[start]

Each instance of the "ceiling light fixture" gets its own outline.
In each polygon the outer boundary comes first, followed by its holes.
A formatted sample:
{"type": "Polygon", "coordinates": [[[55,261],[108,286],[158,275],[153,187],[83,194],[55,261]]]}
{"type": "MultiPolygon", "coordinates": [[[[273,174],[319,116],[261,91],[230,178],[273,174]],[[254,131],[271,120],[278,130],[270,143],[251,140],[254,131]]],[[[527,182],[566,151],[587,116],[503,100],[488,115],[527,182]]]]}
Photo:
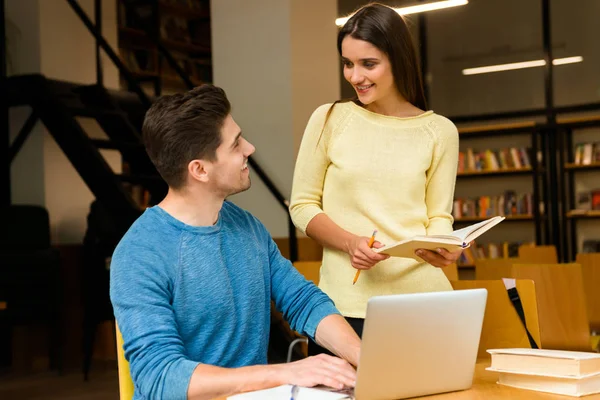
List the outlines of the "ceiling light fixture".
{"type": "MultiPolygon", "coordinates": [[[[441,10],[443,8],[450,8],[456,6],[464,6],[465,4],[469,4],[469,0],[444,0],[444,1],[436,1],[434,3],[427,4],[419,4],[416,6],[410,7],[402,7],[402,8],[394,8],[400,15],[408,15],[408,14],[416,14],[425,11],[433,11],[433,10],[441,10]]],[[[337,18],[335,20],[335,24],[337,26],[342,26],[350,19],[351,15],[344,18],[337,18]]]]}
{"type": "MultiPolygon", "coordinates": [[[[573,63],[578,63],[578,62],[582,62],[582,61],[583,61],[583,57],[581,57],[581,56],[555,58],[554,60],[552,60],[552,65],[573,64],[573,63]]],[[[488,65],[485,67],[476,67],[476,68],[466,68],[466,69],[463,69],[462,73],[463,73],[463,75],[478,75],[478,74],[488,74],[490,72],[510,71],[510,70],[514,70],[514,69],[543,67],[545,65],[546,65],[546,60],[522,61],[522,62],[518,62],[518,63],[488,65]]]]}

[end]

*Problem*
Pick out every line above that contains the word "fixture", and copy each one in full.

*Answer to the task*
Each instance of the "ceiling light fixture" gets its own outline.
List the outlines of the "ceiling light fixture".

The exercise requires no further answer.